[Entri data hasil ekstraksi]
********

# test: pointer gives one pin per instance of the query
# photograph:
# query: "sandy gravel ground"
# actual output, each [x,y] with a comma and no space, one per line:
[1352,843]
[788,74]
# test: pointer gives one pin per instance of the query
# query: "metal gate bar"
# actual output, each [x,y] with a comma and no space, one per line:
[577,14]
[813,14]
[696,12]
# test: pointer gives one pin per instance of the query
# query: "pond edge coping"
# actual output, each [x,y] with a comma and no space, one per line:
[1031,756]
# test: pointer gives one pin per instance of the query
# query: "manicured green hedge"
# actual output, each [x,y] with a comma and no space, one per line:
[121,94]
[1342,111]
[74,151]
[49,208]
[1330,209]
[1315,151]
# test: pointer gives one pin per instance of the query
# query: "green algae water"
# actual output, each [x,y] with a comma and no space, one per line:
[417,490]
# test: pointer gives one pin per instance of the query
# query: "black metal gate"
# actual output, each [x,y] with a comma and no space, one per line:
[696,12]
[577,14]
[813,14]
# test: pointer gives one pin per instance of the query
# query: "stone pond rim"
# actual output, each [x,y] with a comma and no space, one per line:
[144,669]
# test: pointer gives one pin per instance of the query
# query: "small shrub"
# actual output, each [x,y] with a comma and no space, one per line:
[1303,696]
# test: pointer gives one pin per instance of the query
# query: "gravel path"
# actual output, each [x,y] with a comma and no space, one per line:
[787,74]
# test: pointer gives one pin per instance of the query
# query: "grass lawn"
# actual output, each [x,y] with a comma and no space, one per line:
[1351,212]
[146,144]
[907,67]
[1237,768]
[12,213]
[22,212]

********

DESKRIPSI TUGAS
Ambil setiap baris dalam daftar di atas yang mengandung kata "gate", lalu salin baris-baris itu tanpa perubahan.

JAWABAN BENAR
# query: "metal gate bar"
# query: "black metal gate"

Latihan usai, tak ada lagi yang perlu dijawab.